=== Extracted information ===
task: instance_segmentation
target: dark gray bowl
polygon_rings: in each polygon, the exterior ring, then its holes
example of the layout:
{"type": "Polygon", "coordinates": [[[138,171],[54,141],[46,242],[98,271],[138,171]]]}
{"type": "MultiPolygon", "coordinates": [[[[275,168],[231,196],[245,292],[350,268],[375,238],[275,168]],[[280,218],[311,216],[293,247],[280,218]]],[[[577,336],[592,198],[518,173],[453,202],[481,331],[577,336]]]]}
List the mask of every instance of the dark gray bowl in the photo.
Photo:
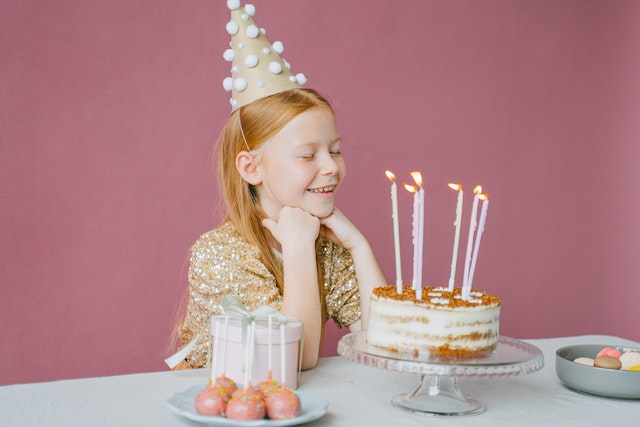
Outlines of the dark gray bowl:
{"type": "Polygon", "coordinates": [[[562,347],[556,351],[556,374],[566,386],[586,393],[624,399],[640,399],[640,371],[617,371],[582,365],[578,357],[595,358],[605,347],[621,352],[637,348],[603,344],[582,344],[562,347]]]}

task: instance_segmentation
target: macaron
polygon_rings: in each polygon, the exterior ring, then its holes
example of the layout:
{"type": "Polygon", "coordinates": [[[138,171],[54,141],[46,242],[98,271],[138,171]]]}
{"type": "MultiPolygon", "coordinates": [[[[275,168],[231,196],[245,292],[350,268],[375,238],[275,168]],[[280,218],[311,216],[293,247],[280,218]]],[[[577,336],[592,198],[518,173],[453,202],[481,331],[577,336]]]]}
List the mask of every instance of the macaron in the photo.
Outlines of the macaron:
{"type": "Polygon", "coordinates": [[[617,348],[605,347],[602,350],[600,350],[598,352],[598,354],[596,354],[596,357],[598,357],[598,356],[611,356],[611,357],[615,357],[616,359],[618,359],[620,357],[620,355],[622,355],[622,352],[620,350],[618,350],[617,348]]]}
{"type": "Polygon", "coordinates": [[[640,352],[635,350],[626,351],[620,356],[621,369],[631,370],[632,366],[640,365],[640,352]]]}
{"type": "Polygon", "coordinates": [[[593,366],[593,359],[590,357],[578,357],[577,359],[573,359],[573,361],[581,365],[593,366]]]}
{"type": "Polygon", "coordinates": [[[605,369],[620,369],[622,363],[618,360],[617,357],[613,356],[597,356],[593,360],[593,366],[597,366],[598,368],[605,369]]]}

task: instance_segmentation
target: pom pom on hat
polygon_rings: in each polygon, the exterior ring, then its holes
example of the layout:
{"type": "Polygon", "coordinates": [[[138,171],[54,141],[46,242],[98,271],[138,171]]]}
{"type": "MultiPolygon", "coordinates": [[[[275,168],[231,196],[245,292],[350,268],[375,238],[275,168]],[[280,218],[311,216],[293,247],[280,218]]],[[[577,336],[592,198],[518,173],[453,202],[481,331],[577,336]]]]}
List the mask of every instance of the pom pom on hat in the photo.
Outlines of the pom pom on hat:
{"type": "Polygon", "coordinates": [[[291,65],[282,59],[282,42],[271,45],[264,36],[265,30],[253,21],[256,8],[240,0],[227,0],[231,20],[226,24],[231,36],[230,48],[223,58],[231,62],[231,76],[223,81],[223,87],[231,92],[232,111],[286,90],[299,88],[307,82],[302,73],[294,75],[291,65]]]}
{"type": "Polygon", "coordinates": [[[230,10],[236,10],[240,7],[240,0],[227,0],[227,7],[230,10]]]}

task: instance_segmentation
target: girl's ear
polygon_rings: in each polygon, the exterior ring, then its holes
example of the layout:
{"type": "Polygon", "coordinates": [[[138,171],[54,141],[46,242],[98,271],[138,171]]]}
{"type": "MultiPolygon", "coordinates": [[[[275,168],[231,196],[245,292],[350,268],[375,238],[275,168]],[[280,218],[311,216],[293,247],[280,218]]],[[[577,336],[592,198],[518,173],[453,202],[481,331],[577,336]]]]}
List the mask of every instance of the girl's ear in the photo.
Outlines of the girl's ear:
{"type": "Polygon", "coordinates": [[[260,171],[256,159],[248,151],[241,151],[236,156],[236,169],[242,179],[251,185],[258,185],[262,182],[260,171]]]}

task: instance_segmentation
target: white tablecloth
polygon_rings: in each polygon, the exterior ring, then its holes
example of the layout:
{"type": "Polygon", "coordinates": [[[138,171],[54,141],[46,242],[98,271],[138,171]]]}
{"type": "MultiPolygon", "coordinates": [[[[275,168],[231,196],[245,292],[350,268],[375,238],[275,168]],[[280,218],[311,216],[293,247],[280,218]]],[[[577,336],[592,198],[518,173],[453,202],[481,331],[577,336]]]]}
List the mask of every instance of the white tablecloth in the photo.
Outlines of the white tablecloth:
{"type": "MultiPolygon", "coordinates": [[[[299,389],[329,401],[316,426],[634,426],[640,400],[609,399],[572,391],[555,374],[555,351],[572,344],[640,347],[611,336],[526,340],[539,347],[545,367],[507,378],[461,378],[468,396],[486,412],[467,417],[425,417],[393,407],[390,399],[414,390],[419,377],[359,365],[342,357],[321,359],[303,372],[299,389]]],[[[174,393],[204,385],[204,369],[0,387],[1,426],[196,426],[168,408],[174,393]]]]}

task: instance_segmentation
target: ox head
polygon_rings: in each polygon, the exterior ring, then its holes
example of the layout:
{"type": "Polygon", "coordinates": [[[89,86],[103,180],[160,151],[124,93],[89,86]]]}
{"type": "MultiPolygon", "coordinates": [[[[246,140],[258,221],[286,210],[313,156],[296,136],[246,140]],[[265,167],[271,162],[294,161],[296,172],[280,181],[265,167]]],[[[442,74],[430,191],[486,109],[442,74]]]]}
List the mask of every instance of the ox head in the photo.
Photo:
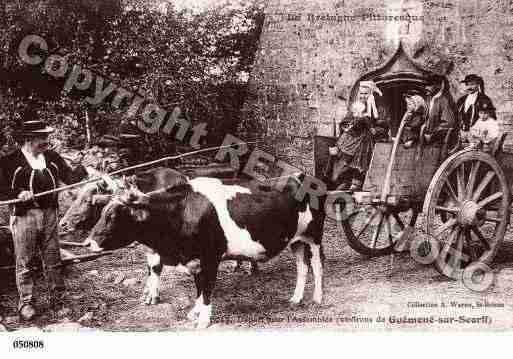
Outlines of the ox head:
{"type": "Polygon", "coordinates": [[[122,248],[145,238],[147,231],[166,228],[172,231],[171,221],[178,215],[182,201],[191,186],[186,180],[149,193],[130,185],[114,195],[103,208],[100,219],[86,239],[93,251],[122,248]]]}
{"type": "Polygon", "coordinates": [[[102,208],[112,194],[123,188],[123,182],[104,176],[103,181],[82,187],[59,222],[63,233],[89,230],[100,218],[102,208]]]}
{"type": "Polygon", "coordinates": [[[112,196],[85,244],[93,251],[118,249],[137,240],[138,225],[149,217],[148,196],[130,187],[112,196]]]}

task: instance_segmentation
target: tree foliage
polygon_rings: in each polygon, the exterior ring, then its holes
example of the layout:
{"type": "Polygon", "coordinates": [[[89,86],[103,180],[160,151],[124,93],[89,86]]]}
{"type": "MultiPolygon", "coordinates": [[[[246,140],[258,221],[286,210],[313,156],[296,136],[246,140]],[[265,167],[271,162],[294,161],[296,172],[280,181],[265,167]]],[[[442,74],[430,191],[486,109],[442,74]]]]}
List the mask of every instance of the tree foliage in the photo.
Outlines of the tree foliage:
{"type": "MultiPolygon", "coordinates": [[[[116,134],[126,112],[108,104],[91,107],[85,93],[64,93],[65,79],[24,64],[18,45],[27,34],[48,42],[49,53],[66,56],[147,101],[182,108],[206,122],[209,141],[235,131],[263,23],[258,0],[225,3],[206,11],[177,11],[147,0],[7,0],[0,5],[0,121],[14,125],[25,106],[61,129],[71,146],[84,145],[87,111],[95,138],[116,134]]],[[[92,86],[94,87],[94,85],[92,86]]],[[[90,93],[89,93],[90,94],[90,93]]],[[[169,150],[169,138],[156,135],[169,150]]],[[[153,156],[160,153],[152,153],[153,156]]]]}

=== Work request ===
Check each line above for the word "target" and copy every line that has it.

=== Reply to the exercise ===
target: dark gray bowl
target: macaron
target: pom pom on hat
target: girl's ear
target: white tablecloth
target: ox head
target: tree foliage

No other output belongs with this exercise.